WHAT YOU ARE ASKED TO DO>
Reproduce every one of the records below word for word, but leave out the pictures.

>> start

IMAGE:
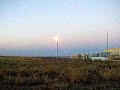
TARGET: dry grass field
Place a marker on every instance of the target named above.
(35, 73)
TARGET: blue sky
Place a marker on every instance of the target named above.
(27, 27)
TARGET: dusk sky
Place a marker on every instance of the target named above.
(27, 27)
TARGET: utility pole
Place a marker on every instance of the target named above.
(107, 43)
(57, 49)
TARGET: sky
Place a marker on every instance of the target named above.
(27, 27)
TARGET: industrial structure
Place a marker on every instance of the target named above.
(108, 54)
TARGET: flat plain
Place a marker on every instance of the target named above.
(36, 73)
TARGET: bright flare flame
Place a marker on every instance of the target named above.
(55, 38)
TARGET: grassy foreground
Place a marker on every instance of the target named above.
(24, 72)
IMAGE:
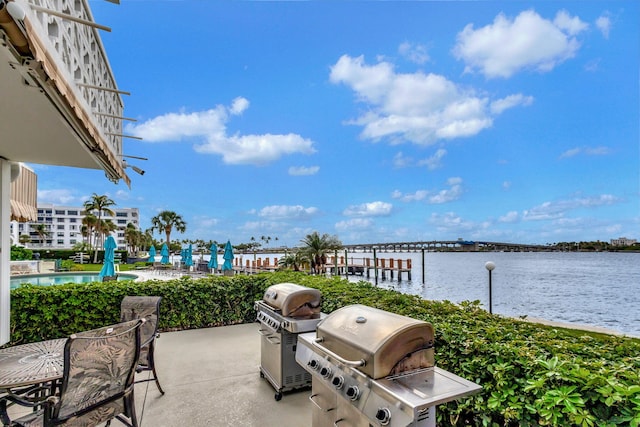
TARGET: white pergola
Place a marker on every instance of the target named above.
(60, 102)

>> end

CORRECT RESPONSE>
IMAGE:
TARGET: dry grass field
Place a marker on every instance of the target named above.
(35, 73)
TARGET: blue sky
Place a marker on every instance of the target named above.
(27, 27)
TARGET: dusk sky
Place a marker on every instance of the target named above.
(27, 27)
TARGET: utility pole
Place a marker on every instance of the target named above.
(107, 43)
(57, 49)
TARGET: sky
Place a marker on every instance of the target named above.
(27, 27)
TARGET: industrial structure
Place a marker on every instance of the target named above.
(108, 54)
TARGET: flat plain
Place a marker on every instance of the target named above.
(36, 73)
TARGET: bright flare flame
Place a marker on every instance of the target named above.
(55, 38)
TARGET: grassy foreground
Place a marker on every instance of the target named above.
(24, 72)
IMAGE:
TARGET: white pergola
Place a marker on every instance of the target named above.
(60, 102)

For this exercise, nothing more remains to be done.